Brief: Scan the material and copy every line in which "tail" appears.

********************

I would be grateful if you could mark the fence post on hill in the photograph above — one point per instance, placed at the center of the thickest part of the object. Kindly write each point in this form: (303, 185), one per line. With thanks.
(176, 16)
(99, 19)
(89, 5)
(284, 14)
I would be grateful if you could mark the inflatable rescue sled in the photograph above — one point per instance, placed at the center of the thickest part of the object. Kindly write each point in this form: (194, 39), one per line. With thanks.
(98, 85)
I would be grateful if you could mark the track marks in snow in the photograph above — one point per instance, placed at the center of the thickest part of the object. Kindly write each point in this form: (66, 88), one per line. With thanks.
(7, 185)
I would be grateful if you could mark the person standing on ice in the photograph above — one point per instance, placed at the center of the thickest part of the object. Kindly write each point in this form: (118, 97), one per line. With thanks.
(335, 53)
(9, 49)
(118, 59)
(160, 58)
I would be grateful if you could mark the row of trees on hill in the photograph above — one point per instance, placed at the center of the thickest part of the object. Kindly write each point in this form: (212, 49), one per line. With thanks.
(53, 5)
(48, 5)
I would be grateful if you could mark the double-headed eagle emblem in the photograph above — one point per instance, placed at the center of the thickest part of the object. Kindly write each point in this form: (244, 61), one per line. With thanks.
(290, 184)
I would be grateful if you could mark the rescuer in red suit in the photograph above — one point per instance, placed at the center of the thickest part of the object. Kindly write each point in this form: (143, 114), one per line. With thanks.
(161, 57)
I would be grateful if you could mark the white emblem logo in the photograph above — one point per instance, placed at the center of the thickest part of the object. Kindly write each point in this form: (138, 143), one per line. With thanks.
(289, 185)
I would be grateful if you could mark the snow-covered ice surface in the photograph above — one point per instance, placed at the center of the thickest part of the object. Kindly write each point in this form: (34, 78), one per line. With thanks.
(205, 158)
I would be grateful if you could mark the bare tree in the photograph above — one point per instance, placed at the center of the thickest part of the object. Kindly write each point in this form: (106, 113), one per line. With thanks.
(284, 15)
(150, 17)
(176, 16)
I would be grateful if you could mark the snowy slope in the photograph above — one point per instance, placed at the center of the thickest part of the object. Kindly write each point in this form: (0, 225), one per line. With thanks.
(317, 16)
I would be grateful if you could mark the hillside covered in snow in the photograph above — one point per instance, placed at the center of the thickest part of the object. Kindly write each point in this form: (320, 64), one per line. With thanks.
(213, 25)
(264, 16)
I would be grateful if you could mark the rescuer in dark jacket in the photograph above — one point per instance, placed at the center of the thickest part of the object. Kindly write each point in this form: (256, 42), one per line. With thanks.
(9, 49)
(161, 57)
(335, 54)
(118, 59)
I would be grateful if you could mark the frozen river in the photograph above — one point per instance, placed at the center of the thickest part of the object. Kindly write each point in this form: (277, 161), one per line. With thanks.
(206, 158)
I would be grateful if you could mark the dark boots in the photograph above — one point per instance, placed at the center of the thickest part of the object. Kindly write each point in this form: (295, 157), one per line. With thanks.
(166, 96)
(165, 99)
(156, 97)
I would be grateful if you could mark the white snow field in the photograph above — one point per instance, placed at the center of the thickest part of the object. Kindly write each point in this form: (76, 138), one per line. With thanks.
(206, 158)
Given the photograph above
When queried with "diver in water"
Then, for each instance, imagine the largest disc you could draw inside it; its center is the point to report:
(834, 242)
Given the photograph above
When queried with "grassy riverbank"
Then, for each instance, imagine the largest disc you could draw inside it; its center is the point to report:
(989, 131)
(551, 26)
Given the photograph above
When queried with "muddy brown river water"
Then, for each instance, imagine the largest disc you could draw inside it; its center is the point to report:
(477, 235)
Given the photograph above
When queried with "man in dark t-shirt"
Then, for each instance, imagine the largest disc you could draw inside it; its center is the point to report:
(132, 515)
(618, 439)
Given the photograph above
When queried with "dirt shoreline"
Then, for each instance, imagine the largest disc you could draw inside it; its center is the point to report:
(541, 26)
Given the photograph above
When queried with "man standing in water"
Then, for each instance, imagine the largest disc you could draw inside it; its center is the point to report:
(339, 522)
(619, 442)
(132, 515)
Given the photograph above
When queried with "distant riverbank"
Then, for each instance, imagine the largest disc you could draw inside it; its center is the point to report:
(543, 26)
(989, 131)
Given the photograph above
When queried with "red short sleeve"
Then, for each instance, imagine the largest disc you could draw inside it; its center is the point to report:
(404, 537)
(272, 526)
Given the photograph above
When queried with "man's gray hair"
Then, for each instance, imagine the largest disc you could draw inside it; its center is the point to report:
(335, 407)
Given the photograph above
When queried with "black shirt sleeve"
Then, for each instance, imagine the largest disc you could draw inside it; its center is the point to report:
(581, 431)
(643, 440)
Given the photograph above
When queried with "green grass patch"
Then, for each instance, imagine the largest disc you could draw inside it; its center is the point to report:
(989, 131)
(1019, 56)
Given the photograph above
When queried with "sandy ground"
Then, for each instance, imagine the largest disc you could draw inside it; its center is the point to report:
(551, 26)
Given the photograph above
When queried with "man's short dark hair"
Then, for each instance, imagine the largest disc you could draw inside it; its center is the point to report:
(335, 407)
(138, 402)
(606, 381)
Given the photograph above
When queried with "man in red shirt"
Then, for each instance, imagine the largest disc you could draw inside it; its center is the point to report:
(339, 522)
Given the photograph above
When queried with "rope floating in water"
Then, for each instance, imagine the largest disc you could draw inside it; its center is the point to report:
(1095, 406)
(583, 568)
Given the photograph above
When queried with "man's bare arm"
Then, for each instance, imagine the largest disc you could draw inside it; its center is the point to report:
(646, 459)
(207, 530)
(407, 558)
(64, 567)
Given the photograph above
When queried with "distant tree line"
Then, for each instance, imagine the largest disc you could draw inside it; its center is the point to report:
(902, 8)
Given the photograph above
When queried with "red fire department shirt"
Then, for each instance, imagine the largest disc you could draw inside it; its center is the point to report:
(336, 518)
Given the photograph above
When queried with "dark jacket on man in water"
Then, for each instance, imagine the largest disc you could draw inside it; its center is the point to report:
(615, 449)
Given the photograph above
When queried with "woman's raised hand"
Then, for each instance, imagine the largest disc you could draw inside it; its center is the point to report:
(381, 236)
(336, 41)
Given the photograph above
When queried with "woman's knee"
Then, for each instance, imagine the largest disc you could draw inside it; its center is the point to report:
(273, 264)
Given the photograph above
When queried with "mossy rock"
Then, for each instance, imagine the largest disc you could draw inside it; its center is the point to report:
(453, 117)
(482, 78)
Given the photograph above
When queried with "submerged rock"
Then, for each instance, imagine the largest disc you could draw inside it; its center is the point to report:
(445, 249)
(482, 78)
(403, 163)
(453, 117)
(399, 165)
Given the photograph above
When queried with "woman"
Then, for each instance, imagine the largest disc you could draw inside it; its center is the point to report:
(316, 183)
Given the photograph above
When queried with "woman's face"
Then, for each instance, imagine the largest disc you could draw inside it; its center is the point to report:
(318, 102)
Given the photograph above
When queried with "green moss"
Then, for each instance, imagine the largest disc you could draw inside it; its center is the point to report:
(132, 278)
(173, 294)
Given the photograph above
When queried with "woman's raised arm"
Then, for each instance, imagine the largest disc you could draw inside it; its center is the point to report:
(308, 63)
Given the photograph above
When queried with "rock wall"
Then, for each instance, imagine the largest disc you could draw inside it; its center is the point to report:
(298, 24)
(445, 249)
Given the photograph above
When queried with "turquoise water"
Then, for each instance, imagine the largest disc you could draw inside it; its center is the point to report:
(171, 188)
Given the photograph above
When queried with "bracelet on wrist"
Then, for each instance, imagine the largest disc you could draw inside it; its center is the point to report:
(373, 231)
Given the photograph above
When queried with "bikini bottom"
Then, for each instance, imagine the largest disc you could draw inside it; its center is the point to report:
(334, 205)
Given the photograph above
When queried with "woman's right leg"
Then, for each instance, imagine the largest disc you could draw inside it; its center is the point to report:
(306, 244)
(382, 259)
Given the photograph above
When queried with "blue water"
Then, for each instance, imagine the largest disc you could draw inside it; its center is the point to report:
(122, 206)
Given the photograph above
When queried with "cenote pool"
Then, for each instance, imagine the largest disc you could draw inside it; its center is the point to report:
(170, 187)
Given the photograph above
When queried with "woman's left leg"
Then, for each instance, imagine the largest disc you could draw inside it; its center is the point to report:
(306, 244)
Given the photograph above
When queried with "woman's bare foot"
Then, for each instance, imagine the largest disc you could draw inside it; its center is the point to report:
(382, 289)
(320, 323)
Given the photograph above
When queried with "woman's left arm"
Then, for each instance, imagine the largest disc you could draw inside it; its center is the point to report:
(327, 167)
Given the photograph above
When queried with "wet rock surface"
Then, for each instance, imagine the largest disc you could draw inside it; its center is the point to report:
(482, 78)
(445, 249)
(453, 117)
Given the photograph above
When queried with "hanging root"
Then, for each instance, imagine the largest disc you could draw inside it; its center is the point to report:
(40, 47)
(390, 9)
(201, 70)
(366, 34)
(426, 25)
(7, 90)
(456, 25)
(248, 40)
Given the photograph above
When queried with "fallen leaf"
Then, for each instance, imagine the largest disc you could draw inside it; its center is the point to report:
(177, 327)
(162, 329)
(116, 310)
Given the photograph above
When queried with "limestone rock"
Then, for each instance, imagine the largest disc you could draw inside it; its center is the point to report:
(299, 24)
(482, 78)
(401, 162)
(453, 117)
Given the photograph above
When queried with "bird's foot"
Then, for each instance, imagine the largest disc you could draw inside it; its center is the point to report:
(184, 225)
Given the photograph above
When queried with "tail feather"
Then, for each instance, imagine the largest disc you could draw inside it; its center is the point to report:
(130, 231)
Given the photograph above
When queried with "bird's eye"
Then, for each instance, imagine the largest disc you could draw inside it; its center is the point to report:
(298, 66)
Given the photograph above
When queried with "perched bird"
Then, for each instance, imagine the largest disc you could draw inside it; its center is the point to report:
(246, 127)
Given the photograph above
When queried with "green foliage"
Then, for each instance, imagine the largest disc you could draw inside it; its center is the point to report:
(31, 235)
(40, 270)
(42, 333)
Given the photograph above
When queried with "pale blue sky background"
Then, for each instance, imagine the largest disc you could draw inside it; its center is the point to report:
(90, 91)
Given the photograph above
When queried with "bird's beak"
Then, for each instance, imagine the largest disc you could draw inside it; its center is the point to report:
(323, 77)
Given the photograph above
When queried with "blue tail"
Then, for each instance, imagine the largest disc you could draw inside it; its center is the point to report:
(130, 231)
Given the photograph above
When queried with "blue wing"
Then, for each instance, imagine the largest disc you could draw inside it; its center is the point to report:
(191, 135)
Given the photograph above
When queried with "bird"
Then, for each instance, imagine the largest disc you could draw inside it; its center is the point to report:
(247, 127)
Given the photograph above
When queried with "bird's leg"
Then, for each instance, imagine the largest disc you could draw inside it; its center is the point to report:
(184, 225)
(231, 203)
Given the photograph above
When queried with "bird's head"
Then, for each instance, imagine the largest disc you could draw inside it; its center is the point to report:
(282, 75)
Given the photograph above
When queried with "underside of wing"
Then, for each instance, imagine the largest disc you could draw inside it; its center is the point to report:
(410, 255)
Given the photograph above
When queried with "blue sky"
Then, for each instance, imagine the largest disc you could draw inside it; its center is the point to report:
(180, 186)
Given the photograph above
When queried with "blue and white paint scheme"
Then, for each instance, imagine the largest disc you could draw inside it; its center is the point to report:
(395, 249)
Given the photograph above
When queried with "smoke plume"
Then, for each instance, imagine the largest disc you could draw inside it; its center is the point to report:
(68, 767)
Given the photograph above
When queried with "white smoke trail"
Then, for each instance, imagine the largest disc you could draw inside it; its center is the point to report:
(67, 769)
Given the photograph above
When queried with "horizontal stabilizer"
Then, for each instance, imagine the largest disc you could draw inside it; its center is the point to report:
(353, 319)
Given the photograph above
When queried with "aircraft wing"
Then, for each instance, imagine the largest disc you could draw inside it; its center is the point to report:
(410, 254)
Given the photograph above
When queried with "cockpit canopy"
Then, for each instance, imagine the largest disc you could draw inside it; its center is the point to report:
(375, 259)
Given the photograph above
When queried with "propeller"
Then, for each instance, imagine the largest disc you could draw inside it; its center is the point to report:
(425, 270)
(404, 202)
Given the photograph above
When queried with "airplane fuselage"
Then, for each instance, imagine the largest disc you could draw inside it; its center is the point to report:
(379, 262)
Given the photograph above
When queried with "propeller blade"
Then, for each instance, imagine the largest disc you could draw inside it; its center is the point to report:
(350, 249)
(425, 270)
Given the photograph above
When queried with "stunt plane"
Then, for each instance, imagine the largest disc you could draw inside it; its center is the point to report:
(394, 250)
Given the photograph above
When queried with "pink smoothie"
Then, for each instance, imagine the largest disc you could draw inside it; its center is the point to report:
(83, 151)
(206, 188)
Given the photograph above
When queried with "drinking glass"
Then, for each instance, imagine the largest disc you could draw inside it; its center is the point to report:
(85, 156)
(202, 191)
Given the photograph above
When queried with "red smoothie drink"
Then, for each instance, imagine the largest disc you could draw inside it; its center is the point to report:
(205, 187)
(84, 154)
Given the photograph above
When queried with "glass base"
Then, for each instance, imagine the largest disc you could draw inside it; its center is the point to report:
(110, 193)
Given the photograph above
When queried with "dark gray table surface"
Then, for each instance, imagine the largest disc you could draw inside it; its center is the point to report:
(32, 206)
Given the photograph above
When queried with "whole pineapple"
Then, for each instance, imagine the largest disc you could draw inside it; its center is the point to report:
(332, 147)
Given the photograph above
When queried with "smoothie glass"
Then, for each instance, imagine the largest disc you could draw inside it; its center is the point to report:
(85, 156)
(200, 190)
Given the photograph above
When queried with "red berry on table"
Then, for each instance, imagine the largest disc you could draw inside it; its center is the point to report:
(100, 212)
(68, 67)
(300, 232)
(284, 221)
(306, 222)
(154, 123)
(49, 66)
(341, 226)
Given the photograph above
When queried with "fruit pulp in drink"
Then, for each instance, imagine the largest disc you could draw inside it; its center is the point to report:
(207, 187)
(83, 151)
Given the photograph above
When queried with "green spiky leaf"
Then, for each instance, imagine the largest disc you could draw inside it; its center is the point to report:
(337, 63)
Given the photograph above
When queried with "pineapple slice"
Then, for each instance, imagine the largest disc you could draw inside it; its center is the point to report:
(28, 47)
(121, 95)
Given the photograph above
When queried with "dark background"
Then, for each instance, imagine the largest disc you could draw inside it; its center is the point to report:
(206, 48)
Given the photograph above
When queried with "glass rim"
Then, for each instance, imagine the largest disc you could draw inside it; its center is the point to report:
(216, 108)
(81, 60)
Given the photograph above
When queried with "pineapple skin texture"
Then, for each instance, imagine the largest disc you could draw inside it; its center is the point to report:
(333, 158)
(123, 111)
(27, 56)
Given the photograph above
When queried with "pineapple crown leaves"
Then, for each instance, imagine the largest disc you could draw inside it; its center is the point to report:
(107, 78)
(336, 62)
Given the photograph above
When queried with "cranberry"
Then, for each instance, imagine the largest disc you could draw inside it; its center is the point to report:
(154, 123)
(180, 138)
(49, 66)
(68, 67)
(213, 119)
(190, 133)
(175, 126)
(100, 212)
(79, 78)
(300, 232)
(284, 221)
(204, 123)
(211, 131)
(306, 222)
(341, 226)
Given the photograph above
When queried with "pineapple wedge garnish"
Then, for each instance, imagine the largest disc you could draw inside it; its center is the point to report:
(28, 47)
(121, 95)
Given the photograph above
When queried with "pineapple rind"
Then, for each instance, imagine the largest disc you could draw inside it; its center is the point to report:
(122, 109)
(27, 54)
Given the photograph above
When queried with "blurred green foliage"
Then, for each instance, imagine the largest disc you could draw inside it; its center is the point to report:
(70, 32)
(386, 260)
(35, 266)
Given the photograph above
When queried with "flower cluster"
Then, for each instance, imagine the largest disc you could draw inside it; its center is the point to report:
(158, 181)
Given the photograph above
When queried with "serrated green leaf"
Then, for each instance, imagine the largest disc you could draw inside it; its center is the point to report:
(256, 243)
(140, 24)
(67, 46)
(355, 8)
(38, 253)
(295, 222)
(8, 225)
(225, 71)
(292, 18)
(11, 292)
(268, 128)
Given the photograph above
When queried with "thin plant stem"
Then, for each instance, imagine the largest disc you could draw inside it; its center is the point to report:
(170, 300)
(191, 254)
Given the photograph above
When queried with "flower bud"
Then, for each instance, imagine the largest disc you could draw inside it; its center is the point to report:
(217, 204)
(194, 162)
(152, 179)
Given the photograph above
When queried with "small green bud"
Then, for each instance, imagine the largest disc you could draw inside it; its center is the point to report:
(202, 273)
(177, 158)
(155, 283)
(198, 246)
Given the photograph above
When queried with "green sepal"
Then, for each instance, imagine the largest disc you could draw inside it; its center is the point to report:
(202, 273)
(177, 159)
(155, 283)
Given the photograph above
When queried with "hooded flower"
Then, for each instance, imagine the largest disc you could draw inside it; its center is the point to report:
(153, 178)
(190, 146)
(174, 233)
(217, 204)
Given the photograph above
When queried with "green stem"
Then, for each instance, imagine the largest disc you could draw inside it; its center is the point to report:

********************

Solved exercise:
When queried with "tail feather"
When queried with "blue tail"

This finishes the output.